> TRECHO DO TEXTO:

● ● ● ● ● ● ●

“Fé inabalável
só o é a que pode encarar frente a frente a razão, em todas
as épocas da Humanidade.” (1)
Em
torno da fé existem inúmeras afirmativas negando-lhe o caráter racional.
Segundo alguns teólogos, raciocina-se sobre a crença, mas não sobre a fé. A fé,
segundo eles, é uma virtude, um dom que transcende a própria razão.
Por
colocarem-na como virtude ou dom transcendental, pertencente exclusivamente à
área do sentimento, é que muitas pessoas confundem emoção com fé. Por isso, é
comum pessoas dizerem ter sentido uma fé
imensa, capaz de levá-las a grandes realizações, no momento em que ouviam o relato
de passagens do Evangelho, ou de ações levadas a efeito por benfeitores da
Humanidade, ou até mesmo em decorrência da simples leitura de uma página
edificante. A emoção, a vibração espiritual que os atos nobres suscitam nas
almas já portadoras de alguma sensibilidade não pode ser confundida com fé. O
estado emocional é transitório, enquanto a fé é permanente. A emoção, se
analisada e orientada pela inteligência, pode ser auxiliar valiosa para levar a
criatura a modificar-se para melhor. Entretanto, se não for esclarecida pela
razão pode conduzir ao fanatismo, à chamada fé cega, que é a negação da própria
fé.
O
mundo está cheio de exemplos tristes dos frutos do fanatismo religioso. Em nome
da fé, quantas perseguições, quantas mortes e até guerras? Ainda nos dias
atuais, principalmente na semana santa, existem pessoas que vertem seu próprio
sangue, ferindo seus corpos, ou se entregam a privações terríveis no intuito de
mostrar sua fé em Deus. Se raciocinassem, veriam que Deus, como Pai amoroso, bom
e misericordioso, nunca poderia ser homenageado com o derramamento do sangue
dos Seus filhos. Essa concepção de um deus sanguinário, combateu-a o Profeta
Elias, séculos antes de Jesus, quando enfrentou os sacerdotes adoradores do
deus Baal. (I Reis, 18: 22 a 40).

● ● ● ● ● ● ●

> EXTRATO DE DADOS:
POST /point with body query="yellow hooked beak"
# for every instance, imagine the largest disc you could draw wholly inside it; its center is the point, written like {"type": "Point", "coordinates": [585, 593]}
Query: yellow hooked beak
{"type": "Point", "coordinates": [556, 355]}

● ● ● ● ● ● ●

> INSTRUÇÕES DAS TAREFAS:
**1.** Segundo o texto sobre fé e razão, por que muitas pessoas confundem emoção com fé? Responda em uma a três frases.
**2.** Prossiga com o texto sobre fé e razão, começando logo depois da última frase apresentada.

> RESPOSTAS POR TAREFA:
**1.** Muitas pessoas confundem emoção com fé porque colocam a fé como virtude ou dom transcendental, pertencente exclusivamente à área do sentimento.

**2.**
Aprende-se
no Espiritismo que, na sua caminhada evolutiva, o Espírito vai conhecendo as
leis de Deus, vai percebendo-lhes a perfeição e, quanto mais as conhece, mais
se identifica com elas, mais confia na justiça e no amor do Criador, mais se
conscientiza da Sua perfeição, mais tem fé. Essa a fé que nasce do
entendimento. Inabalável, indestrutível.
Emmanuel
ensina: “Ter fé é guardar no coração a luminosa certeza em Deus, certeza que
ultrapassou o âmbito da crença religiosa, fazendo o coração repousar numa
energia constante de realização divina da personalidade. Conseguir a fé é
alcançar a possibilidade de não mais dizer eu creio, mas afirmar eu sei, com
todos os valores da razão, tocados pela luz do sentimento.” (2).
A fé
que o Espiritismo preconiza não é uma fé contemplativa, capaz de levar uma
pessoa à imobilidade, em situações de êxtase, em que fica aguardando
providências de Deus em seu favor. Ao contrário, é uma fé dinâmica, edificada
vagarosa e conscientemente pelo Espírito, à medida que evolui, conforme ensina
Emmanuel: “A árvore da fé viva não cresce no coração miraculosamente. A
conquista da crença edificante não é serviço de menor esforço. A maioria das
pessoas admite que a fé constitua milagrosa auréola doada a alguns espíritos
privilegiados pelo favor divino.” (3)
A fé
espírita não é aquela que se fixa em objetos materiais como cruzes,
escapulários, bentinhos, talismãs, amuletos, medalhas, etc. O espírita tem fé
em Deus, em Jesus, nos bons Espíritos, entidades dotadas de sentimento e de
inteligência, seres capazes de movimentar recursos em seu favor. Essa fé é
muito diferente da crença infantil num pretenso poder mágico de objetos
materiais, que não poderiam jamais movimentar, com inteligência e sentimento,
recursos a benefício de alguém.
Entretanto,
é lícito se indague sobre a origem da fé raciocinada. Teria ela nascido com o
Espiritismo? Não, a fé raciocinada nos vem de Jesus, dos ensinamentos do seu
Evangelho. O Mestre mudou completamente o próprio conceito de religião,
introduzindo no campo até então puramente emocional da fé, o componente razão,
entendimento. Ninguém, até Jesus, fez tantos apelos ao raciocínio no âmbito
religioso. Kardec, conhecedor profundo da atuação de Jesus, o conhecia, não
como um místico, mas como um educador de almas que, ao tempo em que tocava o
sentimento daqueles que o ouviam, sabia também levá-los ao entendimento das
lições.. Por isso, tem a Doutrina Espírita essa característica de
racionalidade. E não podia ser de outra forma, de vez que ao Espiritismo coube
o papel de reviver o Cristianismo na sua pureza, simplicidade e pujança
originais.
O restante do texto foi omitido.